→ Goal of the exercise
Please restate, word for word, the lines below that begin at the one with "the bed leg" and end at the one with "the wooden wall shelf". Leave out all other lines.

→ Excerpted records
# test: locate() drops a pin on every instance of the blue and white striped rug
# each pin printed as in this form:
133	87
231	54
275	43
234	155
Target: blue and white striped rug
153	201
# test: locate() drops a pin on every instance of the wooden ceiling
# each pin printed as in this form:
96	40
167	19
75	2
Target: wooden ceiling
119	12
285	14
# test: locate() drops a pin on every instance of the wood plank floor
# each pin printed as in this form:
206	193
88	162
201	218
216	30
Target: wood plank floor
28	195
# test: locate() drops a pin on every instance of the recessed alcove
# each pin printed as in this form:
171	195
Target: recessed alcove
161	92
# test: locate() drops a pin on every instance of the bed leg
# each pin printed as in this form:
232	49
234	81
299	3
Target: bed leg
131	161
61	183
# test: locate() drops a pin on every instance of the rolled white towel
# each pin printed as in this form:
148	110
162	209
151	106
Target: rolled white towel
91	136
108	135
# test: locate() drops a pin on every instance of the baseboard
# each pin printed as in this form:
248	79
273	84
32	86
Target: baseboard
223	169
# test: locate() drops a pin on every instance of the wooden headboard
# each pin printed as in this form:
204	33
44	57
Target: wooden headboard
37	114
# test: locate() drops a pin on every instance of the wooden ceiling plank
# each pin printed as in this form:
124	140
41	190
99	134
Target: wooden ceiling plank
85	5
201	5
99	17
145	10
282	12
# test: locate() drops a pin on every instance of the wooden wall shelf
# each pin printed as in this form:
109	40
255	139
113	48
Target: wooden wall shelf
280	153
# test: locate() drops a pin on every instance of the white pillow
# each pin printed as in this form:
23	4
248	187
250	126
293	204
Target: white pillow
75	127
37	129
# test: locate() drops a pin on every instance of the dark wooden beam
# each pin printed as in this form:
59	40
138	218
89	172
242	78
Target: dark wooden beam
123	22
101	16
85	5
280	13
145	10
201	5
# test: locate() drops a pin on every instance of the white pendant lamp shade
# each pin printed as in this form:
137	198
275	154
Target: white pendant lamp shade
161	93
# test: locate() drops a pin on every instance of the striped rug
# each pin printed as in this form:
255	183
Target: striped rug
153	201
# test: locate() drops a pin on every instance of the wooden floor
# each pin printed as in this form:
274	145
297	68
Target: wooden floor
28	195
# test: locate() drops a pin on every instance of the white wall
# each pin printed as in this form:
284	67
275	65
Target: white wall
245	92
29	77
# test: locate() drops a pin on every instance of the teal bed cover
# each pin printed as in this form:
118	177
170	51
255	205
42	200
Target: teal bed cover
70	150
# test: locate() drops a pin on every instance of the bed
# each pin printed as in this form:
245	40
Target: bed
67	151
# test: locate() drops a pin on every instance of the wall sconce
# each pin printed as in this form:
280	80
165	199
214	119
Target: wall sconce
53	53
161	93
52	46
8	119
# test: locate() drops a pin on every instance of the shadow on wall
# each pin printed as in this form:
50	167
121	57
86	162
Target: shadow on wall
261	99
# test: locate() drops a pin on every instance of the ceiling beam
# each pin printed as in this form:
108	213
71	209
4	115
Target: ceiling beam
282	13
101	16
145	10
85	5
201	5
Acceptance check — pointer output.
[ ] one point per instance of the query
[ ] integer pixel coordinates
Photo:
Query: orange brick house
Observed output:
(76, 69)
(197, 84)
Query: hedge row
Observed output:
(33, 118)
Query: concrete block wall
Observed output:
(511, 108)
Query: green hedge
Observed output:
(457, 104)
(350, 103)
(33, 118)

→ Result of the task
# test: locate() drops a pin on every instance of the bed leg
# each pin printed as in this form:
232	49
234	81
299	3
Target: bed leg
131	161
61	183
# test: locate() drops a pin on every instance of the rolled white towel
# each pin printed as in this form:
148	110
162	209
151	106
Target: rolled white towel
91	136
108	135
# test: locate() drops a pin on every instance of the baseboard
# each pin printed as in this form:
248	79
273	84
32	86
Target: baseboard
223	169
# test: locate() drops a pin on every instance of the wooden headboard
# each pin printed as in this form:
204	33
44	57
Target: wooden headboard
37	114
# test: locate() drops a pin on every instance of the wooden ceiling plank
# each pin printed as in this form:
124	140
41	190
99	134
Target: wooden ceiling plank
85	5
201	5
99	17
145	10
282	12
# test: locate() drops a pin on every instance of the wooden wall shelf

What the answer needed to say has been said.